A hotbed for pony cars, home-built specials and, most recently as of 2017 to present day, SRO GT4 homologated thoroughbreds, GS often provides some of IMSA’s best racing on any given weekend.

The March 14 Alan Jay Automotive Network 120 at Sebring Int’l Raceway marks the 250th race since for the class since it came under Grand-Am sanction in 2001. That total covers 249 previous GS and GSI class races through the 2025 Michelin Pilot Challenge season-opening BMW M Endurance Challenge at Daytona Int’l Speedway.

Reflecting on the road to 250 GS races, some of Michelin Pilot Challenge’s most frequent GS winners weighed in on the class and what it’s meant to the North American sports car landscape.

“I’ve always felt for most of my career, GS tends to be better than GT in terms of battles the field has for close racing,” said Billy Johnson, the 2016 GS champion and co-leader in all-time Michelin Pilot Challenge wins with 24 total, 20 in GS.

“It’s the perfect example of human evolution,” added Matt Plumb, a two-time GS champion (2013, 2024) and the man tied with Johnson on 24 Michelin Pilot Challenge wins, although he’s got 21 in GS. “Everything has progressed to be so specialized and technical. It’s light years ahead of where it was even 10 years ago in 2015.”

◇ ◇ ◇ ◇

- _PROBLEM DESCRIPTION_
From the GS racing passage, pull out everything from "Reflecting on the" down to "sports car landscape.", word for word.

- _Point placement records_
◇ ◇ ◇ ◇

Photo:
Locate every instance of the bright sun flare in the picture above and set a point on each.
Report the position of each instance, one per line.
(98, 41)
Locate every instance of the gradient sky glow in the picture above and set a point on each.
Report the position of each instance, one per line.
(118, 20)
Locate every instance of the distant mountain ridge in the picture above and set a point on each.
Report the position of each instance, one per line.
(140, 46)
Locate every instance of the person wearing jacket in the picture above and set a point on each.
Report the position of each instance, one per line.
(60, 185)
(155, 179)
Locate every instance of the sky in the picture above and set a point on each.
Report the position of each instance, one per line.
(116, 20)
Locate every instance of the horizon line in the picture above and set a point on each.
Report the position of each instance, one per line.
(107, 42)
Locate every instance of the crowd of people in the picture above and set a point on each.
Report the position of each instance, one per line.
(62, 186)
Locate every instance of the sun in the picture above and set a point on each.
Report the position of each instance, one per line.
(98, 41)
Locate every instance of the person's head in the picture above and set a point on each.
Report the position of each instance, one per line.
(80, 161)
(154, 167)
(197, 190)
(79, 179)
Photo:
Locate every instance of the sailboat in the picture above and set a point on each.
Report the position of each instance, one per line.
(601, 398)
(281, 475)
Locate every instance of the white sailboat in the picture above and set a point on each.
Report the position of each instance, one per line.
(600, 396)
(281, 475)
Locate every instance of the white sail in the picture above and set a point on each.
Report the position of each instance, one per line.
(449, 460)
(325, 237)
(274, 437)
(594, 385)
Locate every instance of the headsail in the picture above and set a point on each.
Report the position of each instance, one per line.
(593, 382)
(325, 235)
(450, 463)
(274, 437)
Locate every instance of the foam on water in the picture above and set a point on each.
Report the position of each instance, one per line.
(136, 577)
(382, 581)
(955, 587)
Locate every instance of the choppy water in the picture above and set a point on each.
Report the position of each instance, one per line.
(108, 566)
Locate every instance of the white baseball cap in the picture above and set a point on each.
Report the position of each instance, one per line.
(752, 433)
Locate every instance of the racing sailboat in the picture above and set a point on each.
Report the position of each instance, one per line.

◇ ◇ ◇ ◇

- _EXERCISE SOLUTION_
Reflecting on the road to 250 GS races, some of Michelin Pilot Challenge’s most frequent GS winners weighed in on the class and what it’s meant to the North American sports car landscape.